To the functionary in chief, who, for aiding him in the business of his department, feels the need of helpers in the businesses of the several sub-departments, their aptitude cannot in the nature of the case be a matter of indifference. His property will not, it is true, as in the case of the individual, be at stake upon the aptitude of his choice. His property, no: but his reputation, yes. If the subordinate chosen be to a certain degree unapt, the reputation of the superordinate will suffer in two distinguishable ways: by the badness of the work done under his orders, and by the weakness, or something worse, evidenced by the badness of the choice.
Under these circumstances, what can he do? For making, in his own person, any such examination as that which the individual, as above, has it in his choice to make, power is altogether wanting to him, for time is altogether wanting. To some person or persons other than himself, he must therefore have recourse for the formation of his opinion, and the determination of his choice. Who, then, shall they be? If, in each instance, the reporter, who in this case will be the recommender, be this or that individual,—what is not certain is,—that the giver of the advice will have had any better grounds for the choice than the asker: what is certain is, that he will not have had so great an interest in the goodness of the choice. For the goodness of his choice, the individual employed is not responsible to anybody but himself: the functionary is responsible to everybody. In so far as he is proof against the temptation to serve his own particular interests and affections at the public expense, his wish will, therefore, be, to see located, in each situation, the individual in whose instance the maximum of appropriate aptitude has place. Unable as he is of himself to perform the examination, the persons to whom it will be his desire to assign the task will in consequence be those, in whom the maximum of appropriate aptitude, with relation to this same task, is to be found. By this most general description, the next most general description is settled: they will be the persons that are most distinguished in the character of instructors in the several branches of art and science in which it is requisite the persons to be located should be proficients.
In regard to the number of the persons present, the examination must, in this case, be either private or public. Which shall it be? Private, it might or might not be as satisfactory as if public, to himself; to the public, it would not be. But, supposing him wise, it would not be so satisfactory, even to himself. For, the more complete the cognizance taken of the proceedings of these examiners by the public, the stronger the inducement they would have, each of them, for rendering his proceedings as well adapted to the purpose as it was in his power to render them. Thus, then, we have the maximum of publicity as a necessary condition to the maximum of appropriate aptitude: of appropriate aptitude—in the first place on the part of the examiners, in the next place, on the part of the examinees, in their quality of persons locable in the several situations,—say, in one word, locables. Evidenced by the answers will be the aptitude of the examinees: by the questions, that of the examiners.
Such, then, should be the examination judicatory. As to the examinees, by the opinion expressed by the votes of the members of this same judicatory, they will at any rate be placed in the list of persons more or less qualified for being located in the several official situations: as to their respective degrees of aptitude, in the judgment of the judicatory taken in the aggregate, they can be expressed by the several individual members. As to the manner in which the deduction may be made, it will be seen in § 16, of which Locable who, is the title.
Next subject, the expense: problem, how to minimize it. First expense, that of the instruction: next expense, that of remuneration for the services to be rendered by those by whom the instruction has been received.
For the instruction there must be the necessary apparatus of instruction: lands, buildings, furniture for every branch: appropriate implements according to the nature of each branch.

__Extracted records__.
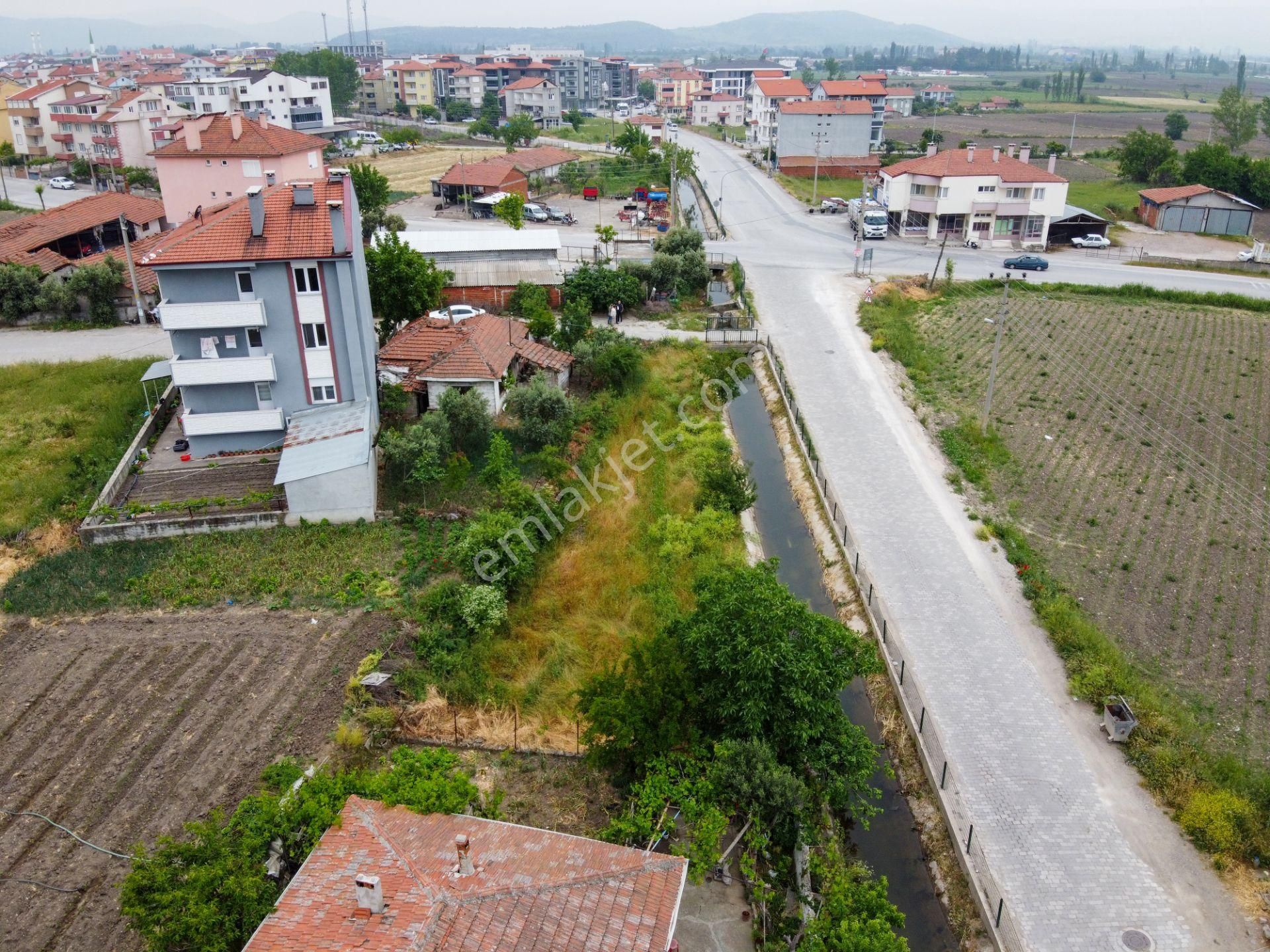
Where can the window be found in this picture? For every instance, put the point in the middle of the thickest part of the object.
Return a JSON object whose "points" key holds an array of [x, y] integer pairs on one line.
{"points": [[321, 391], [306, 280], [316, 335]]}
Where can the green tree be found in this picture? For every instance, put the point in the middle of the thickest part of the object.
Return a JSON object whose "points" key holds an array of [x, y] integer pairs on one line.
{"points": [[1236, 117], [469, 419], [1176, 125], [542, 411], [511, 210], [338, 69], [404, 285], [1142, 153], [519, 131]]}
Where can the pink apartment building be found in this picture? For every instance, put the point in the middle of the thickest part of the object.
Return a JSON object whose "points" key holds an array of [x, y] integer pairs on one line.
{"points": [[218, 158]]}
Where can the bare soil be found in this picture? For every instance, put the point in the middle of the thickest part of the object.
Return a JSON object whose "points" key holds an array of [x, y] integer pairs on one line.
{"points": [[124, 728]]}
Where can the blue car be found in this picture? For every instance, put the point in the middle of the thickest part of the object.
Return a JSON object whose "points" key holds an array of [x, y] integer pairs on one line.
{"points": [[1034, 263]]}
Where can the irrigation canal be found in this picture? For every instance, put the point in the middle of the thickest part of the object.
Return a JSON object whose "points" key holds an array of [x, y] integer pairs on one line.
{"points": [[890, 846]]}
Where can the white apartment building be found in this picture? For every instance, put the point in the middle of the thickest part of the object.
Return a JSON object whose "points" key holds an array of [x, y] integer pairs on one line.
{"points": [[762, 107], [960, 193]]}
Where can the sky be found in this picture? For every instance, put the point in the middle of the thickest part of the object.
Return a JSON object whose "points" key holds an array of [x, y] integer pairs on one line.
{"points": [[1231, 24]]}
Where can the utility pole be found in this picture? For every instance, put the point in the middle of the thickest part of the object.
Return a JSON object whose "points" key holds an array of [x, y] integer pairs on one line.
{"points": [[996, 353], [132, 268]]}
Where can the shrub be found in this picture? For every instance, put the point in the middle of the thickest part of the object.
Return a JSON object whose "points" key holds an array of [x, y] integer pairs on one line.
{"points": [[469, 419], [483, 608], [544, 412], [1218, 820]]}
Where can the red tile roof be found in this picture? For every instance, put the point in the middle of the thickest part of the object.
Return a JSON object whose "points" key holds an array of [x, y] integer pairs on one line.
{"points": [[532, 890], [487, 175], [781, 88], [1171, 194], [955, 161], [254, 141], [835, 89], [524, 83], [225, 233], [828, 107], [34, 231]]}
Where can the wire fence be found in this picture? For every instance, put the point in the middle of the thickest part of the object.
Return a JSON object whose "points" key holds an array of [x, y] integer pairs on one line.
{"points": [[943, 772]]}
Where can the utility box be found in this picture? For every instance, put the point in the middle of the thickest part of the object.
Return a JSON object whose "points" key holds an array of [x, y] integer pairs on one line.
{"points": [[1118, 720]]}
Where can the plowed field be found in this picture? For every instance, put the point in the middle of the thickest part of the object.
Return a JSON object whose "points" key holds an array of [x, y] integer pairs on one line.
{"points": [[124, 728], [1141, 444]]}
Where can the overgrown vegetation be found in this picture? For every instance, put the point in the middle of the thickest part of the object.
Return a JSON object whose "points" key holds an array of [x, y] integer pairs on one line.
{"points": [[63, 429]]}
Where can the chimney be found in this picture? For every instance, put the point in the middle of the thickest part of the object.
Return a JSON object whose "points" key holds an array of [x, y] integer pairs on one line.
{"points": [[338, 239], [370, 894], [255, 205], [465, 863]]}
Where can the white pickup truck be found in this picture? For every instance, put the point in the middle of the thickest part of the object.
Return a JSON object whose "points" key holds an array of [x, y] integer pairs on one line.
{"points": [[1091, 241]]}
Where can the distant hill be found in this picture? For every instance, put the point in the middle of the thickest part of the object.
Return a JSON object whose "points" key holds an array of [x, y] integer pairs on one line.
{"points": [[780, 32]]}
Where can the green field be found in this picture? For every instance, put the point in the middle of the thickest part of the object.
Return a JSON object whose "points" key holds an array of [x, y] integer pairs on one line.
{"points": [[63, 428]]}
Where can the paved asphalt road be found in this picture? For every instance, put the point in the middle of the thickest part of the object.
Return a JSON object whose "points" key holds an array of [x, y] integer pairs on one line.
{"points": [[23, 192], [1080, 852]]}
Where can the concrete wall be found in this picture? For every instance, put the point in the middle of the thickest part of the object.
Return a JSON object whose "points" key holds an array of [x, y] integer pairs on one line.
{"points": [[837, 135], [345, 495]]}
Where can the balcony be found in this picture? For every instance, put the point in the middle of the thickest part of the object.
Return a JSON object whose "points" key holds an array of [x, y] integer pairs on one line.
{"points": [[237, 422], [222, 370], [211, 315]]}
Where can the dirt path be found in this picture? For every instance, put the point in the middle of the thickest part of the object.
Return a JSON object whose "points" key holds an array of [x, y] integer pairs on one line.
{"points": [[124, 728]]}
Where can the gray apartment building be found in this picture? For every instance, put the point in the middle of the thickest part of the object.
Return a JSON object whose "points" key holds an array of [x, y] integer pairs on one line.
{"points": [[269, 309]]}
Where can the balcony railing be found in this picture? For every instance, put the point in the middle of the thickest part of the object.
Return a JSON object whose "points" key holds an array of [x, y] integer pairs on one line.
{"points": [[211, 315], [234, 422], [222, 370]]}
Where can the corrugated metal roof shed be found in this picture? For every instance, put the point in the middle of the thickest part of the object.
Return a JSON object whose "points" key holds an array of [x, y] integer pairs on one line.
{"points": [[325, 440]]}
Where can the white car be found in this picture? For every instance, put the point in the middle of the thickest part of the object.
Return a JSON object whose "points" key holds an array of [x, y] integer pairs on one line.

__Problem set__.
1 - Pick out every line of the records that contains the string "roof", treating uppercase and lowercase as different.
2 - Carry on the passage about choosing and examining public functionaries from the point where it stops.

__The responses__.
1 -
Where can the red tile roof be found in this picture? For every instance, put the point in the middle of the thickest part of the object.
Where can the corrugated metal roof shed be found in this picture? For every instance, put the point in the middle of the thickest part of the object.

2 -
For administering the instruction there must, moreover, be instructors, and, for the instructors, subsistence, and remuneration in quantity sufficient to engage their services. As to the pockets from whence the expense is drawn, so far as regards subsistence—bare subsistence, together with the apparatus—they must, in the first place, be those of the public, for in this way alone can the sufficiency of it be secured. This being thus settled, such part of the remuneration as is over and above bare subsistence,—from what source shall it be drawn? Answer: from the pockets of those by whom alone the most immediate benefit from the instruction is reaped: those, to wit, by whom it is received. From them it cannot come, without being accompanied with willingness, and followed by retribution; and the quantity of it will of itself increase in exact proportion to the number of those benefited by it: in which case it will, in the same proportion, be a bounty upon industry on the part of the instructors. Drawn from persons other than those by whom the immediate benefit is reaped, it would neither be accompanied with willingness, nor followed by retribution:—and, if it were, as it naturally would be, a fixed sum—a sum not depending for its quantity on the exertions of the instructor to whom it is given—it would be a bounty upon idleness.
Next comes the expense of the remuneration to the intended functionaries; remuneration for the time and labour requisite to be expended on their part—before location, in qualifying themselves for rendering their several official services—after location, in the actual rendering of those same services.
For this purpose, the nature of the case presents three distinguishable modes:—1. In compliance with appropriate calls, offer to take a less salary than that which has been proposed; 2. Offer to pay a price for it; 3. Offer to submit to its being reduced to a certain less amount, and then to pay such or such a price for it, after it has been so reduced. The two first modes are simple; the third, a compound of the two: all these will have to be considered.
A point all along assumed is—that, in each office, there is but one functionary: in a word, that no such implement as a board has place anywhere. Assumed, and why? Answer: for these reasons: All advantages that can have been looked for from a board are better secured by other means: in particular, by maximization of publicity and responsibility; and because the exclusion of this instrument of intrigue and delay is not less essential to aptitude than to economy. Moreover, these reasons may, as will be seen, be applied with still greater profit, to the judiciary, than to the executive, branch of government.
After all, neither by the intellectual competition, nor by the pecuniary competition, nor by both together, can the individuals, by whom the situation shall be filled, be finally determined. For the formation of this determination, there will still be need of some one person, or set of persons, in quality of locator or locators. By reasons, the essence of which is contained in the word responsibility, the choice has, in this case likewise, been determined in favour of number one.
This one person can be no other than the functionary in chief, under whose direction the functions belonging to all the several situations in question are to be exercised. As to his choice, it cannot but be influenced, not to say directed, by information which the examinations have put the public in possession of, as to the merit of the respective candidates; but it will not, because it cannot, be determined by any positive rule. By all that has been done, or can be done, towards divesting the power—the patronage (for that is the name of it) of the quality of arbitrariness,—it will not therefore be by any means divested of value, or sunk beneath the acceptance of a person competent to the task of exercising it.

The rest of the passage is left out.